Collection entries
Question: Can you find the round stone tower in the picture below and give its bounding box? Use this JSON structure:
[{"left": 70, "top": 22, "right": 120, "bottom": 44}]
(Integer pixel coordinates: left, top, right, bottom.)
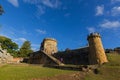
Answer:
[
  {"left": 40, "top": 38, "right": 58, "bottom": 55},
  {"left": 87, "top": 33, "right": 108, "bottom": 64}
]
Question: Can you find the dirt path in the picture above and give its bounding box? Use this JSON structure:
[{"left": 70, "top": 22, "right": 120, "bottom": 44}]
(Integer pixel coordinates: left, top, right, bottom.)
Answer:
[{"left": 33, "top": 72, "right": 85, "bottom": 80}]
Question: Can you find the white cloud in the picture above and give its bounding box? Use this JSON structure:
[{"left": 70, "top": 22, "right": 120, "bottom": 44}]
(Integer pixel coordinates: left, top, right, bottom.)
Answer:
[
  {"left": 111, "top": 6, "right": 120, "bottom": 16},
  {"left": 87, "top": 27, "right": 95, "bottom": 33},
  {"left": 96, "top": 5, "right": 104, "bottom": 16},
  {"left": 37, "top": 5, "right": 45, "bottom": 16},
  {"left": 64, "top": 13, "right": 71, "bottom": 17},
  {"left": 42, "top": 0, "right": 60, "bottom": 8},
  {"left": 23, "top": 0, "right": 61, "bottom": 16},
  {"left": 111, "top": 0, "right": 120, "bottom": 3},
  {"left": 15, "top": 38, "right": 27, "bottom": 42},
  {"left": 100, "top": 20, "right": 120, "bottom": 29},
  {"left": 8, "top": 0, "right": 19, "bottom": 7},
  {"left": 35, "top": 29, "right": 47, "bottom": 34}
]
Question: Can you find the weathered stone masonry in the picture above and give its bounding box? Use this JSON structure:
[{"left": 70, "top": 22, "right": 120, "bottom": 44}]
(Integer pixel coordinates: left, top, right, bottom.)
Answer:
[{"left": 30, "top": 33, "right": 108, "bottom": 65}]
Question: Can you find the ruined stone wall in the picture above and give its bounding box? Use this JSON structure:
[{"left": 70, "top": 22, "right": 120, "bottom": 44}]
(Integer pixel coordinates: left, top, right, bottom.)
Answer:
[
  {"left": 88, "top": 33, "right": 108, "bottom": 64},
  {"left": 40, "top": 38, "right": 58, "bottom": 55},
  {"left": 53, "top": 47, "right": 89, "bottom": 65}
]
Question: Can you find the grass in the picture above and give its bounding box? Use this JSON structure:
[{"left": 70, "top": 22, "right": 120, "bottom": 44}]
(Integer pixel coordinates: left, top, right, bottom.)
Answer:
[
  {"left": 0, "top": 64, "right": 73, "bottom": 80},
  {"left": 85, "top": 54, "right": 120, "bottom": 80}
]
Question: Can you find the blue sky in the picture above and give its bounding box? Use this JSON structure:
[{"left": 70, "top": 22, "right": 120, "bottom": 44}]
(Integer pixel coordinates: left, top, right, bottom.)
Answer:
[{"left": 0, "top": 0, "right": 120, "bottom": 50}]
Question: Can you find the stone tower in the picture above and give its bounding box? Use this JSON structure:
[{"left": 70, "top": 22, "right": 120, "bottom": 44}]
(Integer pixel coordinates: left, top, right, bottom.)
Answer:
[
  {"left": 87, "top": 33, "right": 108, "bottom": 64},
  {"left": 40, "top": 38, "right": 58, "bottom": 55}
]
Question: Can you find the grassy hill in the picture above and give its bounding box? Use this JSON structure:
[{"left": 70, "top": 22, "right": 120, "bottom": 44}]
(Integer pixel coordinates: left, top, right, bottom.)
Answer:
[
  {"left": 85, "top": 54, "right": 120, "bottom": 80},
  {"left": 0, "top": 54, "right": 120, "bottom": 80},
  {"left": 0, "top": 64, "right": 73, "bottom": 80}
]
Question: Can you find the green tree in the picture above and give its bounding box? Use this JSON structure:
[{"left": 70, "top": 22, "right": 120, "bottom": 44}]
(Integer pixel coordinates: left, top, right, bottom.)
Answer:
[
  {"left": 0, "top": 5, "right": 4, "bottom": 15},
  {"left": 0, "top": 36, "right": 18, "bottom": 57},
  {"left": 19, "top": 41, "right": 33, "bottom": 57}
]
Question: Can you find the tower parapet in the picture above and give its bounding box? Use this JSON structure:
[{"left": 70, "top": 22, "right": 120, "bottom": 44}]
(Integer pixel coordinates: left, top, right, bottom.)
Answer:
[
  {"left": 40, "top": 38, "right": 58, "bottom": 55},
  {"left": 87, "top": 33, "right": 108, "bottom": 64}
]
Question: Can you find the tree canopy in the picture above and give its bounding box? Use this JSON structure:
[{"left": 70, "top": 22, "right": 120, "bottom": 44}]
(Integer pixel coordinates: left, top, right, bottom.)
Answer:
[{"left": 0, "top": 36, "right": 18, "bottom": 56}]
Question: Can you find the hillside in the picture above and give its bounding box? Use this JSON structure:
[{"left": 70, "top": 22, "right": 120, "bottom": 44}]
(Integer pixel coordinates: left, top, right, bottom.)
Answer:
[{"left": 85, "top": 54, "right": 120, "bottom": 80}]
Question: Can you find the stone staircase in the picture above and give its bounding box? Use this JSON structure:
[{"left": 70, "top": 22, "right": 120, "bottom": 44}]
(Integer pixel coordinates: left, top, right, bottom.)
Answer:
[{"left": 42, "top": 51, "right": 64, "bottom": 65}]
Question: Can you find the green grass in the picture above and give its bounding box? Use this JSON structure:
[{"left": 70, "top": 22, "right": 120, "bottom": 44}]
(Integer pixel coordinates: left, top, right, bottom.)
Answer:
[
  {"left": 85, "top": 54, "right": 120, "bottom": 80},
  {"left": 0, "top": 64, "right": 73, "bottom": 80}
]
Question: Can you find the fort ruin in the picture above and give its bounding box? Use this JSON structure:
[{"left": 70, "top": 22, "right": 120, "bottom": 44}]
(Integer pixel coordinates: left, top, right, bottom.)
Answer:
[{"left": 29, "top": 33, "right": 108, "bottom": 65}]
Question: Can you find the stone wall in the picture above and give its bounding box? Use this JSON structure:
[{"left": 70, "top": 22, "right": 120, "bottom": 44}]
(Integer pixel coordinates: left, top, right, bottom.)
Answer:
[
  {"left": 53, "top": 47, "right": 89, "bottom": 65},
  {"left": 88, "top": 33, "right": 108, "bottom": 64}
]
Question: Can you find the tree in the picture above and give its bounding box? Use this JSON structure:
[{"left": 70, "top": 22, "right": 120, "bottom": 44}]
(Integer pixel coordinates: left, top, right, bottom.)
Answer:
[
  {"left": 0, "top": 5, "right": 4, "bottom": 15},
  {"left": 0, "top": 36, "right": 18, "bottom": 56},
  {"left": 19, "top": 41, "right": 33, "bottom": 57}
]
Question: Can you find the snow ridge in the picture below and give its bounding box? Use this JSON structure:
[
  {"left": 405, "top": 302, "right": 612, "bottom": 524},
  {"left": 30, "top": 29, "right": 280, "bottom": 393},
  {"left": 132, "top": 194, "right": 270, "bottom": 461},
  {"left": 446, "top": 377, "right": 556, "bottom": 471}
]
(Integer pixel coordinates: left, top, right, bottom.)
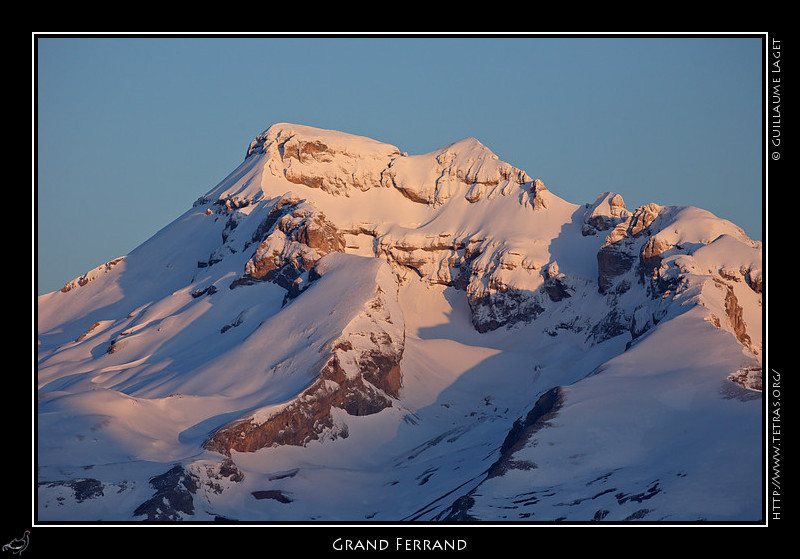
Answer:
[{"left": 37, "top": 123, "right": 765, "bottom": 522}]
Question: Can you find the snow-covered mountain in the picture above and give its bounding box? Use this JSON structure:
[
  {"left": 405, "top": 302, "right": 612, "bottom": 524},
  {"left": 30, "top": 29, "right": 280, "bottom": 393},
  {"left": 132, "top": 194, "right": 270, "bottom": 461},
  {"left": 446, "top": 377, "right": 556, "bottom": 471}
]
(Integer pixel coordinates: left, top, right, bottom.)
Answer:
[{"left": 36, "top": 124, "right": 763, "bottom": 523}]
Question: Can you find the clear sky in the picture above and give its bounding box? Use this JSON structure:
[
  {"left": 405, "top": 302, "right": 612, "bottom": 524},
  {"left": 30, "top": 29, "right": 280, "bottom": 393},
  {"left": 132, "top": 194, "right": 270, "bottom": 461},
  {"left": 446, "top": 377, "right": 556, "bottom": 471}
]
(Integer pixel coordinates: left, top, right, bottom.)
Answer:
[{"left": 32, "top": 35, "right": 764, "bottom": 294}]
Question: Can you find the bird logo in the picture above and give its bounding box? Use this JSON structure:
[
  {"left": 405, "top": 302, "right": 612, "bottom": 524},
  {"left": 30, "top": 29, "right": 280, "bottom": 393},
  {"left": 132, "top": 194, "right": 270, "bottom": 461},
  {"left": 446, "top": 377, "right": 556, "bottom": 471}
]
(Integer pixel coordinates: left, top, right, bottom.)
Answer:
[{"left": 3, "top": 530, "right": 31, "bottom": 555}]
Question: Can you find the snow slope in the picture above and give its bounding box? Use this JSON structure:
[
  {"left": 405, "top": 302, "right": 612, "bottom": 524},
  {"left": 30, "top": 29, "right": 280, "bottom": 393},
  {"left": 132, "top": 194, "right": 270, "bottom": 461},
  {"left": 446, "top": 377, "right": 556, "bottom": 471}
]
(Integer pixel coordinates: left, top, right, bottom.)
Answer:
[{"left": 37, "top": 123, "right": 763, "bottom": 522}]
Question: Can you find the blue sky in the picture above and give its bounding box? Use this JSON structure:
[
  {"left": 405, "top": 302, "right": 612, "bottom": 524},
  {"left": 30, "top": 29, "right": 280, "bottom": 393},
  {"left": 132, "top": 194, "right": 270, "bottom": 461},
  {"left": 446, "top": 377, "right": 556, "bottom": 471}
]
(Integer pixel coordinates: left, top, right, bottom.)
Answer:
[{"left": 33, "top": 35, "right": 764, "bottom": 294}]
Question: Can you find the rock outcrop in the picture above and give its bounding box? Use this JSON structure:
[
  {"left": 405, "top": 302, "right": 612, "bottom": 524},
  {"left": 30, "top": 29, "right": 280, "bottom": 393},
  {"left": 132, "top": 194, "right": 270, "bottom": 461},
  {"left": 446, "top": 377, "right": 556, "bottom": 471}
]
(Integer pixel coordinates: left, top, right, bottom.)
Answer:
[{"left": 204, "top": 253, "right": 405, "bottom": 456}]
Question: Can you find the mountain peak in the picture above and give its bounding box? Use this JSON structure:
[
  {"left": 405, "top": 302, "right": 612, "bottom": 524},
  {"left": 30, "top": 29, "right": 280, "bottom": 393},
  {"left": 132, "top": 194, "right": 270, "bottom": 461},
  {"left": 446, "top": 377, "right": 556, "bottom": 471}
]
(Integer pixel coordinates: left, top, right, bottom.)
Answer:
[{"left": 37, "top": 123, "right": 764, "bottom": 522}]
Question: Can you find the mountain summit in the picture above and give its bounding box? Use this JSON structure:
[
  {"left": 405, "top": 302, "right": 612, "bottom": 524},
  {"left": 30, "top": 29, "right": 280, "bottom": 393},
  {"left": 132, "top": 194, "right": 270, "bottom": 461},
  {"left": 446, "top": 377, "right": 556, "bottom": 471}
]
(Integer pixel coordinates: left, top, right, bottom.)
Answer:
[{"left": 37, "top": 123, "right": 764, "bottom": 522}]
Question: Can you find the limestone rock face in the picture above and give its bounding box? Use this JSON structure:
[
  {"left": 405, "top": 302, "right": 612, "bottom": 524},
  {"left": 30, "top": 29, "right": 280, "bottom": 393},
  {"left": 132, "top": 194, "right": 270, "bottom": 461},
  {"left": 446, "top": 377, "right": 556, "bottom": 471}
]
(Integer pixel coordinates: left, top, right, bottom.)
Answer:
[
  {"left": 37, "top": 123, "right": 766, "bottom": 522},
  {"left": 204, "top": 253, "right": 405, "bottom": 456},
  {"left": 232, "top": 198, "right": 345, "bottom": 289},
  {"left": 247, "top": 124, "right": 400, "bottom": 196}
]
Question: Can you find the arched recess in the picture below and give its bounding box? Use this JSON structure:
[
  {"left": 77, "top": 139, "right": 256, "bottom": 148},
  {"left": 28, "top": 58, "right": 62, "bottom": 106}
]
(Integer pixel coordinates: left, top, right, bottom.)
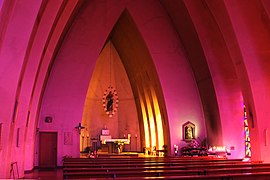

* _Task goal_: Please identify every line in the entries above that contains the word "rock", and copy each such line.

* _Full output_:
Question: Can you find the rock outcrop in the picture above and give its bounding box? Use this JSON structure:
Question: Can you find the limestone rock face in the picture above and give its bounding box? Use this JSON structure:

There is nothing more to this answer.